**Problem statement:** Write out each entry, exactly the way it appears.

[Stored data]
##############################
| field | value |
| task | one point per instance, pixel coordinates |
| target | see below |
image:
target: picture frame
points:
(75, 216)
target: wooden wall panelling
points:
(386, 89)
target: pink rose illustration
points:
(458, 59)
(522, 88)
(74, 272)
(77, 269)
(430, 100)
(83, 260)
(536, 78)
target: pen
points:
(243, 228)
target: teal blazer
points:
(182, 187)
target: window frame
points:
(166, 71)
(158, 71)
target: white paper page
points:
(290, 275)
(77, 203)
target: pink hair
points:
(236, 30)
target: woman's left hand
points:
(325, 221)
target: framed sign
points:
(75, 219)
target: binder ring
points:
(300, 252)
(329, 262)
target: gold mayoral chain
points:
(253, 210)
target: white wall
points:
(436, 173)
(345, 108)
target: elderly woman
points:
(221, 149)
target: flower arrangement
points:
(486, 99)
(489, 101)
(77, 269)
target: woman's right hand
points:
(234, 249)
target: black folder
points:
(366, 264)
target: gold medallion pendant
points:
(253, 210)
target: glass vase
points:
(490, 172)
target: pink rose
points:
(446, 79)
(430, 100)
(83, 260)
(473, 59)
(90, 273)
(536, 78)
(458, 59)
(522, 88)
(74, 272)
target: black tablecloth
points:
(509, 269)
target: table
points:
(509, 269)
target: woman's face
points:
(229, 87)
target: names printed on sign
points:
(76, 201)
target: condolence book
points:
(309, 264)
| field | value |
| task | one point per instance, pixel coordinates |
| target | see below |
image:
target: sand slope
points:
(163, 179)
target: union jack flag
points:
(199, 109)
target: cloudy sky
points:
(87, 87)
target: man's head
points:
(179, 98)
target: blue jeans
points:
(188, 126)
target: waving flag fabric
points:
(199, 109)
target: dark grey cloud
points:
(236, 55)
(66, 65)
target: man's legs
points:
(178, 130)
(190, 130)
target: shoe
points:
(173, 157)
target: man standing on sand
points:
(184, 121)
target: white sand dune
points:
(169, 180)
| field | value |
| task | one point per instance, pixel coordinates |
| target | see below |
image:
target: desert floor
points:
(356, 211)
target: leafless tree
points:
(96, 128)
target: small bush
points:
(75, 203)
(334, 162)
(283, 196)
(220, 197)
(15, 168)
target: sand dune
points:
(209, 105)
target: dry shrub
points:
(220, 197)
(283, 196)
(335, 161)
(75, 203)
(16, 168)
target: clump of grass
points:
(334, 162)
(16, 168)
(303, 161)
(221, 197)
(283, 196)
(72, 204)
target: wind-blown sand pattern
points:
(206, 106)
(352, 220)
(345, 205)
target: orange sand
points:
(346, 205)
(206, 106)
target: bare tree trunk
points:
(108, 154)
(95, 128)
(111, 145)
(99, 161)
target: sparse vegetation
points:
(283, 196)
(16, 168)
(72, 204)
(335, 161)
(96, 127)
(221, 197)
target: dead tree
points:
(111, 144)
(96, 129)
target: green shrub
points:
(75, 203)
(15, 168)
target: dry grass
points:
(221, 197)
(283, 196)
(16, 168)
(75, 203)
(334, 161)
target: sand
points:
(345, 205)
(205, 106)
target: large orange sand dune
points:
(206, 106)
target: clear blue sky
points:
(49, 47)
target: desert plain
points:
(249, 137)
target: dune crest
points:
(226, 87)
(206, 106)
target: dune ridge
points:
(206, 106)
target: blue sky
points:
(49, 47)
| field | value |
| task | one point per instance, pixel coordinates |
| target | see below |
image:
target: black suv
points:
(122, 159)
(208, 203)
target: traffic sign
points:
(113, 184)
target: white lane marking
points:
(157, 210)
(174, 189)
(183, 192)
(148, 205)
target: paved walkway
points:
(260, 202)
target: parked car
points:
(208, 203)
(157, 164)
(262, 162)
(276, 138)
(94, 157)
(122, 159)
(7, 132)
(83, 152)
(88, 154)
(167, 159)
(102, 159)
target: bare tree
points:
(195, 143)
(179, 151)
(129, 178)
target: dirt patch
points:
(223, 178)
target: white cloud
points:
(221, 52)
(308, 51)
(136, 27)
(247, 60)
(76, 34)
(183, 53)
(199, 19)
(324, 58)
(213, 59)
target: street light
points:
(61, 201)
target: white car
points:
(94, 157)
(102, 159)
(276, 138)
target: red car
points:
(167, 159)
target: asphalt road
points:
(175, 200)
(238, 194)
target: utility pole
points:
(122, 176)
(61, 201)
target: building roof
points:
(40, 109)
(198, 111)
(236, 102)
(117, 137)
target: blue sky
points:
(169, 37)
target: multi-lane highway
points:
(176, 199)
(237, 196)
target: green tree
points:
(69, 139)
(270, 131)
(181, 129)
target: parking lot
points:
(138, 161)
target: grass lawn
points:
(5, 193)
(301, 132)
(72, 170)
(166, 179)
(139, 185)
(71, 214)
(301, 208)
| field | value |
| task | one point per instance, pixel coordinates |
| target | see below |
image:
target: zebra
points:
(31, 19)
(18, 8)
##############################
**Written answer:**
| field | value |
| task | one point per instance, pixel coordinates |
| target | see below |
image:
target: picture frame
points:
(75, 216)
target: wooden wall panelling
points:
(386, 89)
target: pink rose illustration
points:
(458, 59)
(522, 88)
(74, 272)
(77, 269)
(430, 100)
(83, 260)
(536, 78)
target: pen
points:
(243, 228)
target: teal blazer
points:
(182, 187)
target: window frame
points:
(166, 71)
(158, 71)
target: white paper page
points:
(290, 275)
(77, 203)
target: pink hair
points:
(236, 30)
target: woman's left hand
points:
(325, 221)
target: framed sign
points:
(75, 219)
target: binder ring
points:
(300, 252)
(329, 262)
target: gold mayoral chain
points:
(253, 210)
target: white wall
points:
(436, 173)
(345, 108)
target: elderly woman
points:
(221, 149)
target: flower arrangement
points:
(486, 99)
(489, 101)
(77, 269)
target: woman's right hand
points:
(234, 249)
target: black folder
points:
(366, 264)
target: gold medallion pendant
points:
(253, 210)
target: glass vase
points:
(490, 172)
target: pink rose
points:
(446, 79)
(430, 100)
(83, 260)
(473, 59)
(90, 273)
(536, 78)
(458, 59)
(522, 88)
(74, 272)
target: black tablecloth
points:
(509, 269)
target: table
points:
(509, 269)
target: woman's face
points:
(229, 87)
target: names printed on sign
points:
(76, 201)
target: condolence book
points:
(309, 264)
| field | value |
| task | one point per instance, pixel coordinates |
| target | see below |
image:
target: sand slope
points:
(163, 179)
target: union jack flag
points:
(199, 109)
target: cloudy sky
points:
(87, 87)
target: man's head
points:
(179, 98)
target: blue jeans
points:
(188, 126)
target: waving flag fabric
points:
(199, 109)
target: dark grey cloud
points:
(236, 55)
(66, 65)
target: man's legs
points:
(178, 130)
(190, 130)
target: shoe
points:
(173, 157)
target: man standing on sand
points:
(184, 121)
target: white sand dune
points:
(169, 180)
| field | value |
| task | one point per instance, pixel coordinates |
| target | see below |
image:
target: desert floor
points:
(356, 211)
target: leafless tree
points:
(96, 128)
target: small bush
points:
(75, 203)
(334, 162)
(283, 196)
(220, 197)
(15, 168)
target: sand dune
points:
(209, 105)
target: dry shrub
points:
(220, 197)
(283, 196)
(335, 161)
(75, 203)
(16, 168)
target: clump of grass
points:
(334, 162)
(16, 168)
(303, 161)
(221, 197)
(283, 196)
(72, 204)
target: wind-blown sand pattern
points:
(206, 106)
(352, 220)
(345, 205)
target: orange sand
points:
(346, 205)
(206, 106)
target: bare tree trunk
points:
(108, 154)
(95, 128)
(111, 145)
(99, 161)
target: sparse vegetation
points:
(283, 196)
(16, 168)
(72, 204)
(335, 161)
(96, 127)
(221, 197)
target: dead tree
points:
(111, 144)
(96, 129)
target: green shrub
points:
(75, 203)
(15, 168)
target: dry grass
points:
(221, 197)
(283, 196)
(16, 168)
(75, 203)
(334, 161)
target: sand
points:
(345, 205)
(205, 106)
target: large orange sand dune
points:
(206, 106)
target: clear blue sky
points:
(49, 47)
target: desert plain
points:
(249, 137)
target: dune crest
points:
(226, 87)
(206, 106)
target: dune ridge
points:
(206, 106)
target: blue sky
points:
(49, 47)
| field | value |
| task | one point per instance, pixel coordinates |
| target | see below |
image:
target: black suv
points:
(122, 159)
(208, 203)
target: traffic sign
points:
(113, 184)
target: white lane marking
points:
(157, 210)
(174, 189)
(183, 192)
(148, 205)
target: paved walkway
points:
(260, 202)
target: parked car
points:
(208, 203)
(157, 164)
(262, 162)
(276, 138)
(94, 157)
(122, 159)
(7, 132)
(83, 152)
(88, 154)
(167, 159)
(102, 159)
target: bare tree
points:
(195, 143)
(179, 151)
(129, 178)
target: dirt patch
points:
(223, 178)
target: white cloud
points:
(221, 52)
(308, 51)
(136, 27)
(247, 60)
(76, 34)
(183, 53)
(199, 19)
(324, 58)
(213, 59)
target: street light
points:
(61, 201)
target: white car
points:
(94, 157)
(102, 159)
(276, 138)
target: red car
points:
(167, 159)
target: asphalt road
points:
(175, 200)
(238, 194)
target: utility pole
points:
(122, 176)
(61, 201)
target: building roof
points:
(40, 109)
(198, 111)
(236, 102)
(117, 137)
target: blue sky
points:
(169, 37)
target: multi-lane highway
points:
(176, 199)
(237, 196)
target: green tree
points:
(69, 139)
(270, 131)
(181, 129)
target: parking lot
points:
(138, 161)
target: grass lawn
points:
(5, 193)
(301, 132)
(72, 170)
(166, 179)
(139, 185)
(71, 214)
(301, 208)
| field | value |
| task | one point per instance, pixel coordinates |
| target | see below |
image:
target: zebra
points:
(31, 19)
(18, 8)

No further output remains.